- _ТЕКСТ ДЛЯ ЧТЕНИЯ_
Вышесказанное требует, чтобы слова поражение и победа использовались в двух строго и точно определенных, самостоятельных смыслах: военном и политическом. Армии могут побеждать на полях сражений, однако единица, которой они якобы принадлежат, может в результате войны потерять власть, которую имела в начале. Я говорю «якобы принадлежат», потому что если политическая единица оказывается в ситуации, когда даже ее военная победа означает политическое поражение, она не является независимой единицей в политической реальности. Таким образом, если бы в мире существовали только две державы, то для одной из них победа в войне с необходимостью означала бы также политическую победу. Иного не дано. Но если в войне участвует больше двух стран, то, одержав военную победу, по крайней мере, одна из них должна была бы добиться также политической победы, то есть усилить свою власть. Поэтому если какая-либо держава, воевавшая за победившую в военном отношении сторону, окончила войну с потерей власти, это значит, что на самом деле она боролась за политическую победу другой державы. Иными словами, она не была независимой единицей, но служила кому-то другому.
В частности, после Первой мировой войны Англия, воевавшая на стороне военного победителя, оказалась ослаблена в политическом отношении, то есть утратила свою довоенную власть. Войну за испанское наследство Франция окончила, оказавшись слабее, чем до вступления в нее, несмотря на одержанную военную победу.
В то же время между этими двумя смысловыми ответвлениями терминов «победа» и «поражение» существует иерархия: главным является политический смысл, потому что сама война для политики второстепенна. Любой политик предпочел бы сочетание военного поражения и политической победы, а не наоборот. Несмотря на военное поражение Франции в Наполеоновских войнах, на Венском конгрессе Талейран выторговал для Франции политическую победу. Говорить о том, что некто одержал военную победу и одновременно потерпел политическое поражение, значит утверждать, что военный противник не был настоящим врагом. Настоящий враг — это тот, разгромив которого можно увеличить свою политическую власть.

- _ЧТО НУЖНО СДЕЛАТЬ_
Кто, согласно тексту о военной и политической победе, выторговал для Франции политическую победу на Венском конгрессе?

- _ИСХОДНЫЕ ДАННЫЕ_
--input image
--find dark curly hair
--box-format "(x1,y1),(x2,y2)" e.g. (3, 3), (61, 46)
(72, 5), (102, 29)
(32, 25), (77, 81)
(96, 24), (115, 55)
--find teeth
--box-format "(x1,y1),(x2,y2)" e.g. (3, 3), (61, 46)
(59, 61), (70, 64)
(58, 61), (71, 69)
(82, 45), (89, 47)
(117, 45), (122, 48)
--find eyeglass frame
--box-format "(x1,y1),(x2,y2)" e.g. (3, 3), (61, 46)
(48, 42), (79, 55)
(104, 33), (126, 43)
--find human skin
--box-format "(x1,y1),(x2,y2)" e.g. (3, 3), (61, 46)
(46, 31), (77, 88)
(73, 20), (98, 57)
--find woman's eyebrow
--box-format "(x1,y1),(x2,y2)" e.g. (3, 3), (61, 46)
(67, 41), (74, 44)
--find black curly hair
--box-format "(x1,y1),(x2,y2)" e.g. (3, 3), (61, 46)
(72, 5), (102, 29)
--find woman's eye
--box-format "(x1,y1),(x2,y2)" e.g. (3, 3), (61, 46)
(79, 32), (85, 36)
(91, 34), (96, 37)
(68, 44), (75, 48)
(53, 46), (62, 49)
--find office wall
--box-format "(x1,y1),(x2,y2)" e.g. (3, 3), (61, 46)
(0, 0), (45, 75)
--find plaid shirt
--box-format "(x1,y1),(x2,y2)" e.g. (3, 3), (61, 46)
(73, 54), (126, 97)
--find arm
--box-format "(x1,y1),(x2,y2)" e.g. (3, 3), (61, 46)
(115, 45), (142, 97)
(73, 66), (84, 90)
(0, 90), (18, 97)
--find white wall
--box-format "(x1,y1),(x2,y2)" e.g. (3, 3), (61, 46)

- _РАЗБОР РЕШЕНИЯ_
Талейран.